## Problem details
Your answer should be one number, the count of lines in the listing below containing the word "burner".

════════════════════

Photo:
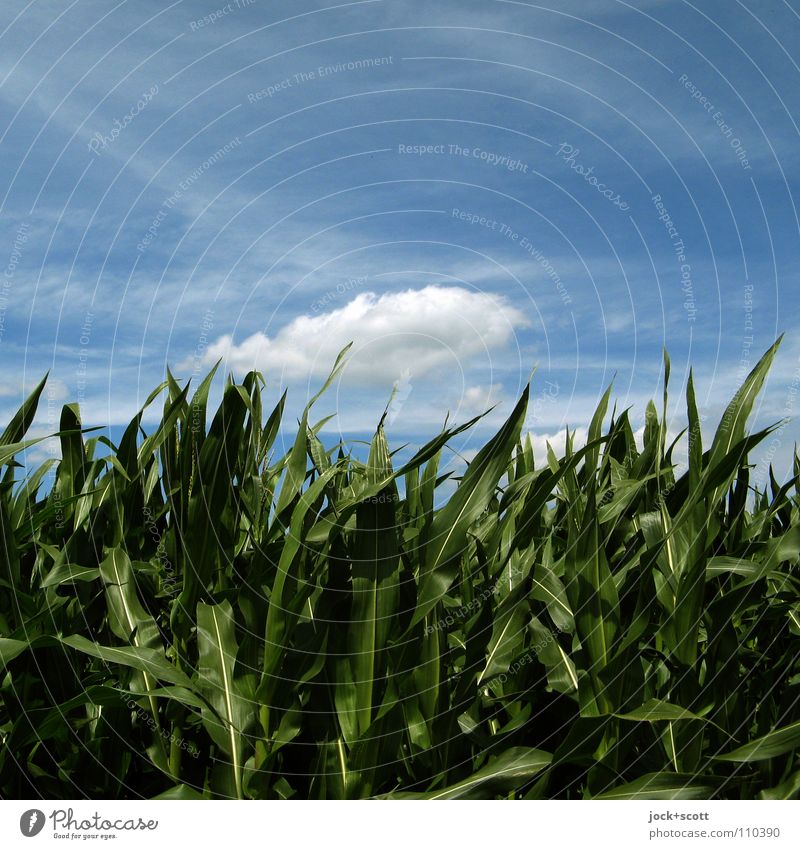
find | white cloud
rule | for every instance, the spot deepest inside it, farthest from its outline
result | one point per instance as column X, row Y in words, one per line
column 415, row 331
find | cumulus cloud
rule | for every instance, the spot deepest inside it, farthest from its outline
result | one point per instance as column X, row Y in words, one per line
column 416, row 330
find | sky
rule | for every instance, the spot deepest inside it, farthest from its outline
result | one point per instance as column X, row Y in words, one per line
column 466, row 191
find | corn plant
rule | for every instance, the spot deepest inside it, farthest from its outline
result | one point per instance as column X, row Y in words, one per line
column 192, row 613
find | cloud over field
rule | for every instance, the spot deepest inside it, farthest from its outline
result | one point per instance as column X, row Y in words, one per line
column 417, row 329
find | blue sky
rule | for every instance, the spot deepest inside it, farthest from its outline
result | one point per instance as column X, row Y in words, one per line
column 464, row 189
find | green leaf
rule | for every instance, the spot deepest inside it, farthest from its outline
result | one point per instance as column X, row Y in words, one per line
column 500, row 776
column 771, row 745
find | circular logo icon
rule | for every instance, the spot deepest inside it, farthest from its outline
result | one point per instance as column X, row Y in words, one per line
column 31, row 822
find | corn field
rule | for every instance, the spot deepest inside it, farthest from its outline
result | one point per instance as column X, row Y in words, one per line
column 194, row 614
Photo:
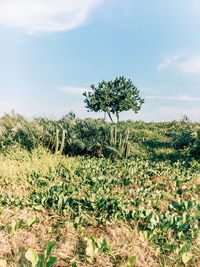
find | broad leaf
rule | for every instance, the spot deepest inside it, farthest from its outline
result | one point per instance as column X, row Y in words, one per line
column 32, row 256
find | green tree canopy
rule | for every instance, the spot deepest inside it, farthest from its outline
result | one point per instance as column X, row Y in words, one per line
column 113, row 97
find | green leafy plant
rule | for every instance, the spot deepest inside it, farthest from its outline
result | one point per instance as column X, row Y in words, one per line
column 41, row 260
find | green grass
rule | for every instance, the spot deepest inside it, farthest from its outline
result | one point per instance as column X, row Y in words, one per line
column 100, row 212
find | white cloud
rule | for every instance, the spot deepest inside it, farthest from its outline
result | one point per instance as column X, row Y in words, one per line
column 190, row 66
column 169, row 60
column 172, row 113
column 182, row 63
column 179, row 98
column 45, row 15
column 73, row 90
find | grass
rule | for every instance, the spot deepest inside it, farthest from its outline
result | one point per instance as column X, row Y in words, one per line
column 128, row 203
column 125, row 195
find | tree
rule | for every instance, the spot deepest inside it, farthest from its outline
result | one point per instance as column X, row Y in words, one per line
column 113, row 97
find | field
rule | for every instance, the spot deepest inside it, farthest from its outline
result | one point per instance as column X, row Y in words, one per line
column 122, row 194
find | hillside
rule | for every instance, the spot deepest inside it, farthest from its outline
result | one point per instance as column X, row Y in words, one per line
column 122, row 194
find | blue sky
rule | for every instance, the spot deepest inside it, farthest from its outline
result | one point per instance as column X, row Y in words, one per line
column 51, row 51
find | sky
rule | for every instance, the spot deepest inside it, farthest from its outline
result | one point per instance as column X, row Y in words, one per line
column 51, row 51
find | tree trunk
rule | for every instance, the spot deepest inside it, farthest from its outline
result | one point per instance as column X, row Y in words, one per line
column 110, row 117
column 117, row 115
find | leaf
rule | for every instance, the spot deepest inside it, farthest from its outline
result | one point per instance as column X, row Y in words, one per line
column 132, row 261
column 186, row 257
column 184, row 227
column 3, row 263
column 41, row 260
column 51, row 261
column 175, row 205
column 32, row 256
column 49, row 248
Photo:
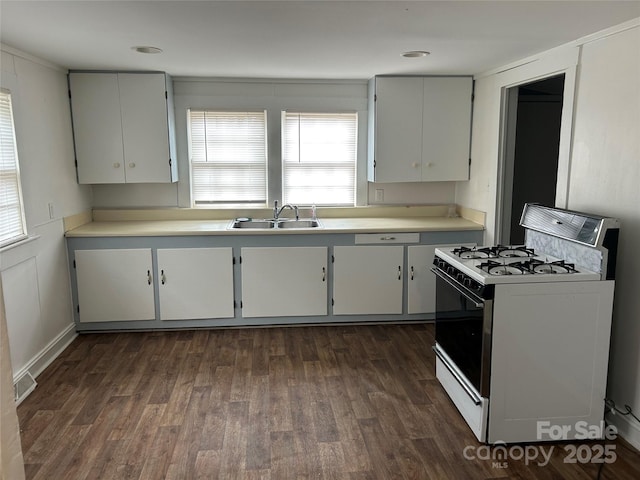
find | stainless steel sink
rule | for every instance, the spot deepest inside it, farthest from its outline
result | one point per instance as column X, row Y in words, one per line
column 266, row 224
column 258, row 224
column 298, row 224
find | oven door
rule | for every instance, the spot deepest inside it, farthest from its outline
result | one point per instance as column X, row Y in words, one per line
column 463, row 333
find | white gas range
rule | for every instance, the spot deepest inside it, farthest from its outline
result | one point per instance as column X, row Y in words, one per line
column 522, row 332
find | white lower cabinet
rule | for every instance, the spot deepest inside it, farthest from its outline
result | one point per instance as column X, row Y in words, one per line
column 115, row 285
column 284, row 281
column 195, row 283
column 367, row 279
column 421, row 282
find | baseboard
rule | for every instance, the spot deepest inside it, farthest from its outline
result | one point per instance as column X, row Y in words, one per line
column 627, row 427
column 48, row 354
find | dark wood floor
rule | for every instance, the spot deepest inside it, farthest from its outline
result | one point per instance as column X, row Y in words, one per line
column 343, row 402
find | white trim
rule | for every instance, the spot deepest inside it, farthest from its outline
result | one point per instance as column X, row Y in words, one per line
column 607, row 32
column 561, row 49
column 563, row 60
column 49, row 353
column 627, row 428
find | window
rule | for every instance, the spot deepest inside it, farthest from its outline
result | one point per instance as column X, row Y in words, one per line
column 12, row 224
column 319, row 158
column 228, row 157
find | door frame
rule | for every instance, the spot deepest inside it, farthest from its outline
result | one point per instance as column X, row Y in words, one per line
column 565, row 62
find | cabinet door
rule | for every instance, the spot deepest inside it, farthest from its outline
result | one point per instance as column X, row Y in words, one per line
column 195, row 283
column 421, row 282
column 398, row 129
column 284, row 281
column 145, row 128
column 95, row 106
column 367, row 279
column 446, row 128
column 115, row 285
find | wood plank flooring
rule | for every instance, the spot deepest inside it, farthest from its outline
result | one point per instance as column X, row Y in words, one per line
column 321, row 402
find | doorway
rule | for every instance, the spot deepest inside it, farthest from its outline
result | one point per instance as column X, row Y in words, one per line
column 531, row 151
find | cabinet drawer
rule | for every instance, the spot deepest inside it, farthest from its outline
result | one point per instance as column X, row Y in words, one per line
column 364, row 238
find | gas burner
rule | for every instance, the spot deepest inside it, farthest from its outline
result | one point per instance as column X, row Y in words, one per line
column 496, row 268
column 473, row 253
column 511, row 251
column 557, row 267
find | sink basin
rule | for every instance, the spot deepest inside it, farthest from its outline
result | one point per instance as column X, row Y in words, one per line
column 298, row 224
column 266, row 224
column 259, row 224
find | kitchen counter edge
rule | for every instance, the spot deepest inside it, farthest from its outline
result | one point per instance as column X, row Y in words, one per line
column 162, row 228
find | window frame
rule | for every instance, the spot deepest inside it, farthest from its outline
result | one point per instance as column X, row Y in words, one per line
column 352, row 163
column 236, row 203
column 21, row 233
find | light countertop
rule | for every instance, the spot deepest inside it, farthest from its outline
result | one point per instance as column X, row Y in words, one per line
column 176, row 222
column 154, row 228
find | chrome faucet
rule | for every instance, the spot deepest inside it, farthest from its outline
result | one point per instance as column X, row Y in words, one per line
column 277, row 211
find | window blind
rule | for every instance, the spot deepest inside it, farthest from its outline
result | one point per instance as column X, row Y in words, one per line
column 228, row 157
column 319, row 158
column 12, row 223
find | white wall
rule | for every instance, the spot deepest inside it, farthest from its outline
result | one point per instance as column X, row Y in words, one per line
column 602, row 175
column 605, row 178
column 35, row 277
column 273, row 96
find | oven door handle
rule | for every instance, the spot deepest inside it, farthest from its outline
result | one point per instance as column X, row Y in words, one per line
column 445, row 361
column 476, row 300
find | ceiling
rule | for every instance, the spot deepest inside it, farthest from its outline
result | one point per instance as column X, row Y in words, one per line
column 300, row 39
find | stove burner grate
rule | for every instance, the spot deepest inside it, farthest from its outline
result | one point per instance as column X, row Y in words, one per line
column 473, row 253
column 502, row 251
column 510, row 251
column 557, row 267
column 496, row 268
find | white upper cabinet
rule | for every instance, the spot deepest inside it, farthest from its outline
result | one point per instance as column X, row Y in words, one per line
column 419, row 129
column 123, row 126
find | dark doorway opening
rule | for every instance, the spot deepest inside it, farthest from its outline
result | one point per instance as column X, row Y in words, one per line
column 535, row 140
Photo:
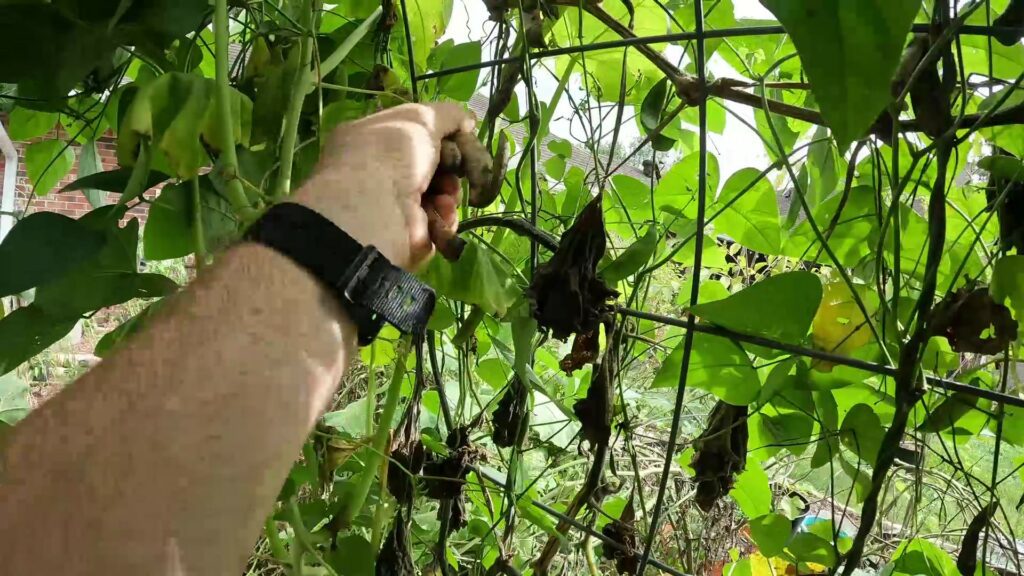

════════════════════

## Solution
2